Please list every line below that contains the word "petal", copying each line in full.

## Data shown
───

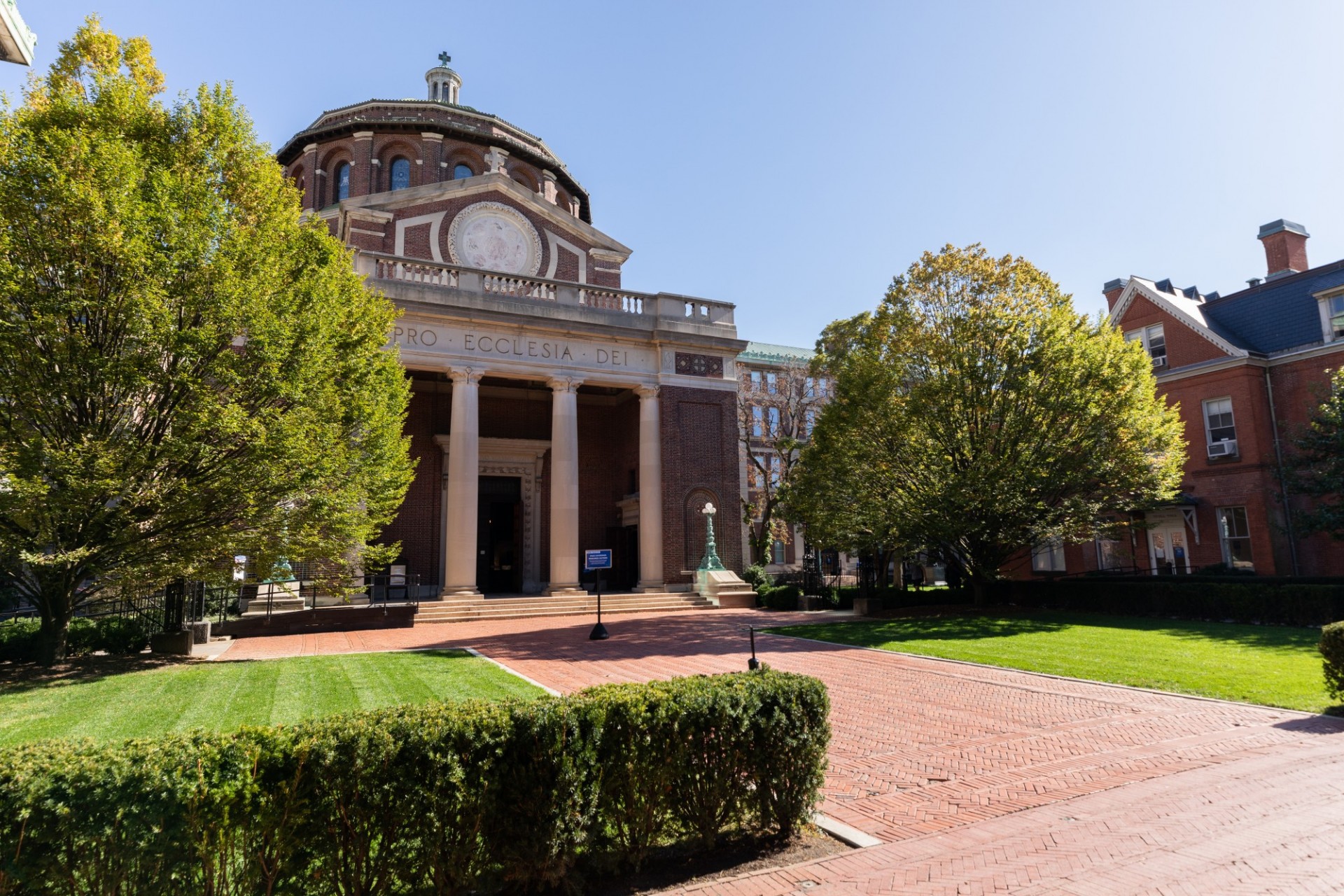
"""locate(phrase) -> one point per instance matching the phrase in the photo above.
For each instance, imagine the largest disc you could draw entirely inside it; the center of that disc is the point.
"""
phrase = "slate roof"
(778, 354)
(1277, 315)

───

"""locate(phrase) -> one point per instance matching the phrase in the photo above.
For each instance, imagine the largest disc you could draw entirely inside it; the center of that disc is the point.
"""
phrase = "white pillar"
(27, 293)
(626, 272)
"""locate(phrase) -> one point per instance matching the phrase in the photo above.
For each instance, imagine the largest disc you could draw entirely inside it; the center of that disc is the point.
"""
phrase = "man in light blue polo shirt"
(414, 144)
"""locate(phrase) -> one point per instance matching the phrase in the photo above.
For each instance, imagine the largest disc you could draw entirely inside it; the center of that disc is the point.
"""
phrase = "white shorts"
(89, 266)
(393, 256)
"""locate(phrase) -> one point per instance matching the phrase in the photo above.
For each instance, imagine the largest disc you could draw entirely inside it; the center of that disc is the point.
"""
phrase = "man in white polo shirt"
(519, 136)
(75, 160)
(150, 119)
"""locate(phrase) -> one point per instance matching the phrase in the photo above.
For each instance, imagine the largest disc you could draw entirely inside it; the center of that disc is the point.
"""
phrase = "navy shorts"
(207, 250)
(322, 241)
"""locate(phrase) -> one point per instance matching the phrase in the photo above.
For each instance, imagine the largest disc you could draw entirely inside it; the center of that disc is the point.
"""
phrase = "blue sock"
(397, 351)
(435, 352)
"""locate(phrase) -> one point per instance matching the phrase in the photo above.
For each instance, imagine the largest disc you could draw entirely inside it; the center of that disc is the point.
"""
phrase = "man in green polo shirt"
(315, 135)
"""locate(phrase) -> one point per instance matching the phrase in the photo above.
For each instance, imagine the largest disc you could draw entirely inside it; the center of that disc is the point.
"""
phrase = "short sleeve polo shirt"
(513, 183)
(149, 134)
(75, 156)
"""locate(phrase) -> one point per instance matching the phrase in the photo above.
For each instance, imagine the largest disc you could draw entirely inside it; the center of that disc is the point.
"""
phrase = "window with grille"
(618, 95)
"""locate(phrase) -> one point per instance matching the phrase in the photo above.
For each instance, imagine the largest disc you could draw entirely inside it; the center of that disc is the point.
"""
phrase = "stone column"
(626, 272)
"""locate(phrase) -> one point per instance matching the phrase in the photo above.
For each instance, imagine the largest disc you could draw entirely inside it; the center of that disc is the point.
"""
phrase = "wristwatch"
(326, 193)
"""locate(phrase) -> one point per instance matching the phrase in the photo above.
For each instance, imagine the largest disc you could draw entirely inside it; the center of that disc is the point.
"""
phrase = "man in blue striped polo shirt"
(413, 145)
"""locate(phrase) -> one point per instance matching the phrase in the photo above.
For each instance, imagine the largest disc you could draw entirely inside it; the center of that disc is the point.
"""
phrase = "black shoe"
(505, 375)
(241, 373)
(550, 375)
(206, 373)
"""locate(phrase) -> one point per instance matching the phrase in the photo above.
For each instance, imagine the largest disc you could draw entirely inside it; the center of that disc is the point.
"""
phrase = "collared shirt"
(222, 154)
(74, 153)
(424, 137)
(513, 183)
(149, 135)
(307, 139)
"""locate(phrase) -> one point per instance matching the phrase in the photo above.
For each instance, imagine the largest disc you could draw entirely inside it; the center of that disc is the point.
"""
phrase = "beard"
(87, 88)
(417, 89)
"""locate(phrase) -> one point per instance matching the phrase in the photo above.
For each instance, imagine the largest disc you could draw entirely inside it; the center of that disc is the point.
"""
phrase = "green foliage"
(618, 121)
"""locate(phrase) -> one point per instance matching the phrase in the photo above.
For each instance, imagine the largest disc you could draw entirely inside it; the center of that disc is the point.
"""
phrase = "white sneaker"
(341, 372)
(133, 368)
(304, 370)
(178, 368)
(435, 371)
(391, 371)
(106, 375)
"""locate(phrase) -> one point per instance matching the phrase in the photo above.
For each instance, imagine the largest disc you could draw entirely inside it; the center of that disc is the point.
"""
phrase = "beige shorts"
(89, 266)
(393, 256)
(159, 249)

───

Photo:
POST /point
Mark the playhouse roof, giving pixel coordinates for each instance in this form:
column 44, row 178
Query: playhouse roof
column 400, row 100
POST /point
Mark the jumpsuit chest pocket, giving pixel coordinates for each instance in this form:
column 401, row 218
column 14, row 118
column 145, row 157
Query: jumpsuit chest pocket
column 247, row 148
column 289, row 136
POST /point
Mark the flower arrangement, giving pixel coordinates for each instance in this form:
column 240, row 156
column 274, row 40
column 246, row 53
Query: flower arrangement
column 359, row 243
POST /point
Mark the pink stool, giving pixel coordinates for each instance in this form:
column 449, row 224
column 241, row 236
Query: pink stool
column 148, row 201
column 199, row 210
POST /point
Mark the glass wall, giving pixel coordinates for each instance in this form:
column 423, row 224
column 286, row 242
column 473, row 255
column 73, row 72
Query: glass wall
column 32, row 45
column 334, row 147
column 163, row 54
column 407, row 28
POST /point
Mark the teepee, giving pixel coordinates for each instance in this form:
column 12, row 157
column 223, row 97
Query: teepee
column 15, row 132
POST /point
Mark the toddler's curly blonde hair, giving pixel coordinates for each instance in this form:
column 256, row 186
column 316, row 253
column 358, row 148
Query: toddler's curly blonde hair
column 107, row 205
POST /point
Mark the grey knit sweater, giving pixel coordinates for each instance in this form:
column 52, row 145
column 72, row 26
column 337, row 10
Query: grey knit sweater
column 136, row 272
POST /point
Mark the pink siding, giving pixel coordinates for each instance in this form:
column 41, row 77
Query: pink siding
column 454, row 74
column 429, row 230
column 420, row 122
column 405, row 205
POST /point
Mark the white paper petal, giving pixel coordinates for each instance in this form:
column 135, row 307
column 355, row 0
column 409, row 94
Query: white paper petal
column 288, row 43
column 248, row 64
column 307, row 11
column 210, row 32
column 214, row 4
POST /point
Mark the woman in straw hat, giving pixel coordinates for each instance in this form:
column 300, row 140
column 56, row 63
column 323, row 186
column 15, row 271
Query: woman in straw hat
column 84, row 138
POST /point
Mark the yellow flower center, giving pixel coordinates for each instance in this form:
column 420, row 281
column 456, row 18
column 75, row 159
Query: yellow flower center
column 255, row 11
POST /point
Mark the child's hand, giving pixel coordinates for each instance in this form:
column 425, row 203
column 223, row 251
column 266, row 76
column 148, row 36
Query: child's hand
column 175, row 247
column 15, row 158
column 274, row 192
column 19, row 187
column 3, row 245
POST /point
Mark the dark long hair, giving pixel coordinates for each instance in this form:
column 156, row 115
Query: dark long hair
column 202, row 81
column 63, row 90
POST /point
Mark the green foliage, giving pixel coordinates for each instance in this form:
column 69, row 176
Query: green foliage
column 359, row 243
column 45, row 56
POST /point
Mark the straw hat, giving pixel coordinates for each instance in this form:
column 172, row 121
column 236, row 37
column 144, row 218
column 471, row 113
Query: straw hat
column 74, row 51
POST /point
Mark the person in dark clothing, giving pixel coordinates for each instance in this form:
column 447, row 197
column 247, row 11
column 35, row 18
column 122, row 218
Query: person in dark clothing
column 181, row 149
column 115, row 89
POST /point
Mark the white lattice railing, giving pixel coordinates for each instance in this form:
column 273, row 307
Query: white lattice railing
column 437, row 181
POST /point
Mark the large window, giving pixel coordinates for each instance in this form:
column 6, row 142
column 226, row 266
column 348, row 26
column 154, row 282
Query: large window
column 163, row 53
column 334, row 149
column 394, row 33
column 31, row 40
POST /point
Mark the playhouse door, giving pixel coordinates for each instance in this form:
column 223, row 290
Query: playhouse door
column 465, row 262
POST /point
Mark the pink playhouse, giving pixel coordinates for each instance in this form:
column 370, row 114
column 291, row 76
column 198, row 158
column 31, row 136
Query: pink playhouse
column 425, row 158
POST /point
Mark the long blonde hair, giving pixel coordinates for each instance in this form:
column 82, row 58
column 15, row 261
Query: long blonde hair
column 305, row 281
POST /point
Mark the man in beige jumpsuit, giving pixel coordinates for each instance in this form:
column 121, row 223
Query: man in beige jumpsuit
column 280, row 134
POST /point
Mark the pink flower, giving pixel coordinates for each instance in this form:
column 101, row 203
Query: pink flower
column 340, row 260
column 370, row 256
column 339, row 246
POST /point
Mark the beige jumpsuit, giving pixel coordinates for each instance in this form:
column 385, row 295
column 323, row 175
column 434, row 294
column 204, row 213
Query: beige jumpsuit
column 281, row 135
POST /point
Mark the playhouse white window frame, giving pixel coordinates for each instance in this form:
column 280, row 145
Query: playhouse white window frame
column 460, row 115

───

## Task answer
Mark the white paper petal, giving pixel coordinates for each instance in this form:
Query: white paper petal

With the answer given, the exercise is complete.